WRITTEN REQUEST -
Change every "Quickstart" in the lines below to "Instructions" and leave everything else as it is.

-- START --

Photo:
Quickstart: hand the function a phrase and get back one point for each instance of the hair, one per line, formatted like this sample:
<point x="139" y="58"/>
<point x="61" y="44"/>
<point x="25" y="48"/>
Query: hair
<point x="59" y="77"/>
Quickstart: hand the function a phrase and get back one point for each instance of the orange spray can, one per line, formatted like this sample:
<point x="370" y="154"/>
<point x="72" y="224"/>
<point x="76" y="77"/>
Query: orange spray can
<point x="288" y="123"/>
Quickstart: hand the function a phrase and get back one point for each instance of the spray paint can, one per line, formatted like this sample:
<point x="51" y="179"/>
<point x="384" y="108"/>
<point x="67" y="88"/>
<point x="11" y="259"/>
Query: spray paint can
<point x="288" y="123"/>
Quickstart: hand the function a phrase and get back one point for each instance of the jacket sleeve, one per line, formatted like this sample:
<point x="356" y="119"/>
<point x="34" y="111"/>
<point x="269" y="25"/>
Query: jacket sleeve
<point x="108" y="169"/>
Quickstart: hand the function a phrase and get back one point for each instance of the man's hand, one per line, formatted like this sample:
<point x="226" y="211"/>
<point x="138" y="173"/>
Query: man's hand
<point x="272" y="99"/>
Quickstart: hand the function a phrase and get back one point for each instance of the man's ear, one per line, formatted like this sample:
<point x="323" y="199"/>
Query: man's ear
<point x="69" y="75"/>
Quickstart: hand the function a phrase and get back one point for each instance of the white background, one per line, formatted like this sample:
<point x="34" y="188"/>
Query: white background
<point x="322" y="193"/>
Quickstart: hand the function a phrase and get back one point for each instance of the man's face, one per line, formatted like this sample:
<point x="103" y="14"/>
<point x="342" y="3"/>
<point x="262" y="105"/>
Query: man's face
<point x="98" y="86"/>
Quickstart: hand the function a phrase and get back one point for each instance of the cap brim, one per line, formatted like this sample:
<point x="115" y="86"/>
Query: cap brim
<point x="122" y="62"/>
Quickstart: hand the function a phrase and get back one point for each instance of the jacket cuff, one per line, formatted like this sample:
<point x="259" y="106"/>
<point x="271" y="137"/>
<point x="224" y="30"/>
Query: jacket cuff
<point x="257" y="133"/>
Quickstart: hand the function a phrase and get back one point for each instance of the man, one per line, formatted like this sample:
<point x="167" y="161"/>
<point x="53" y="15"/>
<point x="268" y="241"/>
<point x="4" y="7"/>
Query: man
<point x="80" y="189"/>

-- END --

EXERCISE SOLUTION -
Photo:
Instructions: hand the function a phrase and get back one point for each instance of the hair, one per line, formatted like this sample:
<point x="139" y="58"/>
<point x="61" y="44"/>
<point x="25" y="48"/>
Query: hair
<point x="59" y="77"/>
Instructions: hand the function a phrase and get back one point for each instance of the orange spray can, one per line, formatted like this sample:
<point x="370" y="154"/>
<point x="72" y="224"/>
<point x="76" y="77"/>
Query: orange spray can
<point x="288" y="123"/>
Instructions: hand the function a phrase and get back one point for each instance of the spray paint can, one per line, formatted like this sample:
<point x="51" y="179"/>
<point x="384" y="108"/>
<point x="67" y="88"/>
<point x="11" y="259"/>
Query: spray paint can
<point x="288" y="123"/>
Instructions: hand the function a phrase and get back one point for each instance of the jacket sleeve, one per line, formatted like this sample:
<point x="356" y="119"/>
<point x="34" y="111"/>
<point x="269" y="25"/>
Query: jacket sleeve
<point x="108" y="169"/>
Instructions: hand the function a phrase and get back one point for each instance of the man's hand, one per line, formatted like this sample:
<point x="226" y="211"/>
<point x="138" y="173"/>
Query: man's hand
<point x="272" y="99"/>
Instructions: hand the function a phrase and get back one point for each instance of the man's ear, one per line, formatted like this sample:
<point x="323" y="199"/>
Query: man's ear
<point x="69" y="75"/>
Instructions: hand the function a phrase and get back one point for each instance of the white background, one per line, formatted like this sample:
<point x="34" y="188"/>
Query: white background
<point x="322" y="193"/>
Instructions: hand the function a phrase and get back one point for each instance of the man's face, one per line, formatted like this sample:
<point x="103" y="14"/>
<point x="342" y="3"/>
<point x="262" y="105"/>
Query: man's face
<point x="98" y="86"/>
Instructions: hand the function a phrase and get back one point for each instance of the cap brim, one per line, formatted like this sample:
<point x="115" y="86"/>
Query: cap brim
<point x="122" y="62"/>
Instructions: hand the function a phrase and get back one point for each instance of the jacket cuff, one per line, formatted like this sample:
<point x="259" y="106"/>
<point x="271" y="137"/>
<point x="224" y="30"/>
Query: jacket cuff
<point x="257" y="133"/>
Instructions: hand the function a phrase and get back one point for each instance of the man, one per line, formatted like this sample:
<point x="167" y="161"/>
<point x="53" y="15"/>
<point x="268" y="241"/>
<point x="4" y="7"/>
Query: man
<point x="80" y="189"/>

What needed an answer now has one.